**Exercise objective**
Without any pictures, output the records exactly as they are.

**Supplied entries**
"""
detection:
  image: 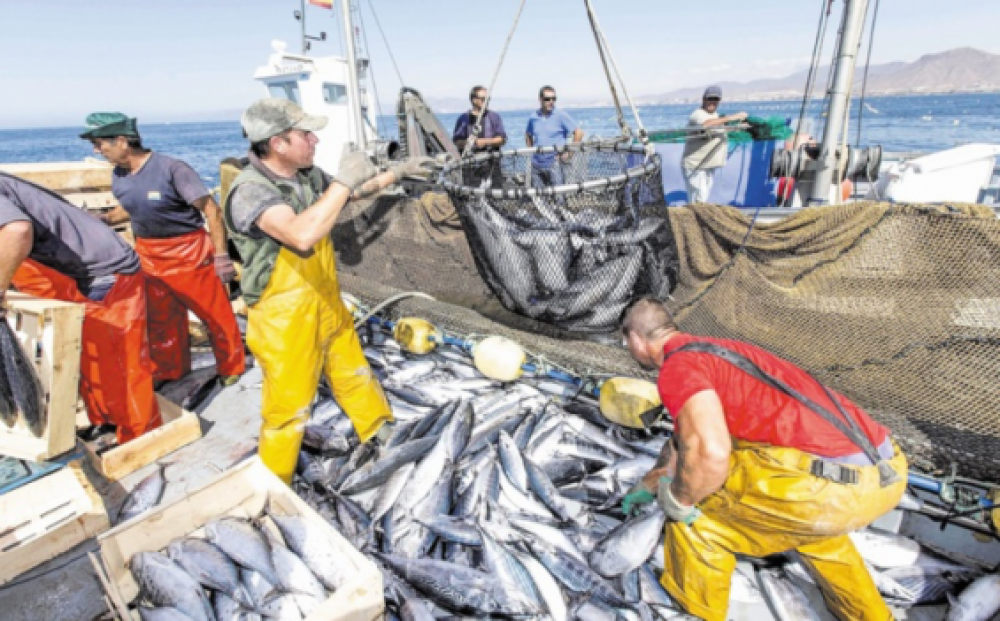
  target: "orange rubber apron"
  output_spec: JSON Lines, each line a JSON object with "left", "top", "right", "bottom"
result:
"""
**Exercise solution**
detection:
  image: 
  target: "orange rubber apron"
  output_spec: JSON Lines, each line a JSON object with "left", "top", "right", "bottom"
result:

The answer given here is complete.